**EXCERPTED PASSAGE**
========================================

The series was produced by the same team behind the original Entre deux draps, and was shot on the same sets. Scripts were translated by Laurel Baker and Steve Galluccio, although a few Quebec-specific references in the script were changed to analogues more familiar to English Canadian audiences.

The second season of the English series debuted on August 18, 2023. As Adam DiMarco could not return to the series due to a scheduling conflict with his higher-profile role in The White Lotus, the role of Andy was recast to be played by Matt Mazur.

==Reception==
John Doyle of The Globe and Mail praised the series as "at times hilarious and at times deeply poignant", writing that "on the evidence of the early episodes, it's a delight."

The show's cast received ensemble nominations for Best Performance in a Variety or Sketch Comedy Program or Series at the 11th Canadian Screen Awards in 2023, and at the 12th Canadian Screen Awards in 2024.

========================================

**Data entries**
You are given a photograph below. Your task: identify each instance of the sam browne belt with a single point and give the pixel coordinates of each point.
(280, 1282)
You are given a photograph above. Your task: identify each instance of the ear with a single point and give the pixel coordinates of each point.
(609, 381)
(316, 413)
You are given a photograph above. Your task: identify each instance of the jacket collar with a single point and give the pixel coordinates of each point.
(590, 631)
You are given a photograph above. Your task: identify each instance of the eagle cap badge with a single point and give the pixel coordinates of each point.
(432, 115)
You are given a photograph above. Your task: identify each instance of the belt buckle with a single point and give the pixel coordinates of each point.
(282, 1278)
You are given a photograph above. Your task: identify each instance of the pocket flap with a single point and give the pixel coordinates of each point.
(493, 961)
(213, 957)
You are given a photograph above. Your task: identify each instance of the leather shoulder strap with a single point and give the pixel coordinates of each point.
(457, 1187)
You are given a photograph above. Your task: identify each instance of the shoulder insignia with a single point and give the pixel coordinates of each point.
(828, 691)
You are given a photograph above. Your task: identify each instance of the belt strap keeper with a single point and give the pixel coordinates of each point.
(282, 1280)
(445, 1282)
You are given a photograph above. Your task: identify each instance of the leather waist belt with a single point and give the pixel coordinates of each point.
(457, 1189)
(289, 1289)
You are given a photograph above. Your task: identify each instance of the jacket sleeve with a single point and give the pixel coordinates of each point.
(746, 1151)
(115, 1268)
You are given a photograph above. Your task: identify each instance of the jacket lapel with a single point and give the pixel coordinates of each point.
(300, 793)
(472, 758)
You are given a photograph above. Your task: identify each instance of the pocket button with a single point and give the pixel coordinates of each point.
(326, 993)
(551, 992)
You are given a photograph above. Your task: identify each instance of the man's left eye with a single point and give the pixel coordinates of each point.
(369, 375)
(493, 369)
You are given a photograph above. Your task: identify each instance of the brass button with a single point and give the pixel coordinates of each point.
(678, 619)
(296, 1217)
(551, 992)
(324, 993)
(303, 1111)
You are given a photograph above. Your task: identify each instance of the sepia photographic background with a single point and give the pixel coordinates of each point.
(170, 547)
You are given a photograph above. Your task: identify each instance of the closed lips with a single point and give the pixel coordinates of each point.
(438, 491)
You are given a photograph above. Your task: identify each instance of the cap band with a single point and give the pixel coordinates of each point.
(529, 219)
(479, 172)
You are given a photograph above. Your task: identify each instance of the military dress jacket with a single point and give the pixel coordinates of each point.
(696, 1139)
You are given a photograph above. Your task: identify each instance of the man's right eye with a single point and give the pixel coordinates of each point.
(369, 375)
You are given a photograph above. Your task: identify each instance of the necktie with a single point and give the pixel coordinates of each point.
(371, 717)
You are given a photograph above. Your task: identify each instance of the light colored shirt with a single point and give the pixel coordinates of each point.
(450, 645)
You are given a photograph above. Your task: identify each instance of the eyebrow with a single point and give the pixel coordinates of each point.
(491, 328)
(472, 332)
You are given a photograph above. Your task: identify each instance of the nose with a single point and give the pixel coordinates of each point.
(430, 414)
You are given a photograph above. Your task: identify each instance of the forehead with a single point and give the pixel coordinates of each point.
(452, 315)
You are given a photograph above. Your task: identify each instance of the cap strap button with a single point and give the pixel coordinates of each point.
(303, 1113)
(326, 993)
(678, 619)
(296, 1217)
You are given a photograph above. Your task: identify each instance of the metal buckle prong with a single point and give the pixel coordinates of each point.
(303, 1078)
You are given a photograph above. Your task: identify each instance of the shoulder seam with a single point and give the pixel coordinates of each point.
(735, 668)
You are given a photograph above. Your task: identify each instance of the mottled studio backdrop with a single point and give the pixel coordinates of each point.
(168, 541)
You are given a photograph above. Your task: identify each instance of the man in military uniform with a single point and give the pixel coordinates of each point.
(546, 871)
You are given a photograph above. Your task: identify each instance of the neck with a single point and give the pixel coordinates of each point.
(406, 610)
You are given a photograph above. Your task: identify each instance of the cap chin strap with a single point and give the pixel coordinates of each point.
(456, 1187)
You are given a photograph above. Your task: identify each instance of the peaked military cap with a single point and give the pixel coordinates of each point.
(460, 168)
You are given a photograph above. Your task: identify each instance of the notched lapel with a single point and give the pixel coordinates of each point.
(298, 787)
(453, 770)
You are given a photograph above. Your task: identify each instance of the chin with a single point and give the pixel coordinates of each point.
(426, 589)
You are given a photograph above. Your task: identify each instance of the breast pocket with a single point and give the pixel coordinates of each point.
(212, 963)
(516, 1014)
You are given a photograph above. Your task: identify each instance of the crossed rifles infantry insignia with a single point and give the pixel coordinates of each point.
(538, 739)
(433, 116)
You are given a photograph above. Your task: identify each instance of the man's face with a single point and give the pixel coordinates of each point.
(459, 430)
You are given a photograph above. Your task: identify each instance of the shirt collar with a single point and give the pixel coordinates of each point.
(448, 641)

========================================

**TASKS FOR THIS EXERCISE**
a. Answer these questions from the passage about the English series:
(i) Who translated the scripts?
(ii) On what date did the second season of the English series debut?
(iii) For which publication did John Doyle review the series?
b. Reproduce word for word the portion of the passage about the English series starting with "The series was" and going on through "by Matt Mazur.".
The entries have no connection to the passage about the English series.

**RESULTS FOR EACH TASK**
a.
(i) Laurel Baker and Steve Galluccio
(ii) August 18, 2023
(iii) The Globe and Mail

b.
The series was produced by the same team behind the original Entre deux draps, and was shot on the same sets. Scripts were translated by Laurel Baker and Steve Galluccio, although a few Quebec-specific references in the script were changed to analogues more familiar to English Canadian audiences.

The second season of the English series debuted on August 18, 2023. As Adam DiMarco could not return to the series due to a scheduling conflict with his higher-profile role in The White Lotus, the role of Andy was recast to be played by Matt Mazur.